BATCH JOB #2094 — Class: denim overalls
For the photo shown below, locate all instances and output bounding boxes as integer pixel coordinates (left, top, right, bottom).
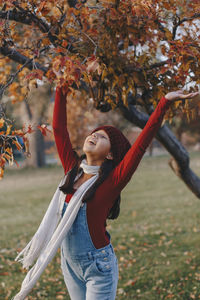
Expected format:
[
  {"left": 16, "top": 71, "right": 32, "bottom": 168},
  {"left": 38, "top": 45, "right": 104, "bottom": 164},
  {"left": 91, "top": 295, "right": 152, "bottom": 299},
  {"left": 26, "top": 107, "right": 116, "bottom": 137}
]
[{"left": 61, "top": 203, "right": 118, "bottom": 300}]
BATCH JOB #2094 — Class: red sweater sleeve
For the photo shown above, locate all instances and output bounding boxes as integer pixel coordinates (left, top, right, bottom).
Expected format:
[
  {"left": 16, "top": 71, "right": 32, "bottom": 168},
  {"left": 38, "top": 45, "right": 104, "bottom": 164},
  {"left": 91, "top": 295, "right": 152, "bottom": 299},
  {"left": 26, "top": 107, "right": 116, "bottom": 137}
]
[
  {"left": 111, "top": 97, "right": 171, "bottom": 190},
  {"left": 53, "top": 87, "right": 77, "bottom": 174}
]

_ _ _

Update the data above so that "Expected format" reads "Required output format" everywhere it appears, and keep every other line unchanged. Leave the pictures out of the rewritten version.

# TASK OUTPUT
BATCH JOB #2094 — Class: denim overalls
For the photo shown below, locate all instances and output bounding boxes as integer pixel coordinates (left, top, right, bottom).
Required output format:
[
  {"left": 16, "top": 71, "right": 32, "bottom": 168},
  {"left": 38, "top": 45, "right": 104, "bottom": 164},
  {"left": 91, "top": 295, "right": 152, "bottom": 299},
  {"left": 26, "top": 107, "right": 116, "bottom": 137}
]
[{"left": 61, "top": 203, "right": 118, "bottom": 300}]
BATCH JOB #2094 — Class: red sweater sleeve
For the photo shown above, locate all instances and output bounding boxes as integer pixel coordinates (left, top, right, bottom).
Required output format:
[
  {"left": 16, "top": 71, "right": 32, "bottom": 168},
  {"left": 38, "top": 45, "right": 104, "bottom": 164},
  {"left": 91, "top": 295, "right": 152, "bottom": 299},
  {"left": 26, "top": 107, "right": 116, "bottom": 137}
]
[
  {"left": 111, "top": 97, "right": 171, "bottom": 190},
  {"left": 53, "top": 87, "right": 77, "bottom": 174}
]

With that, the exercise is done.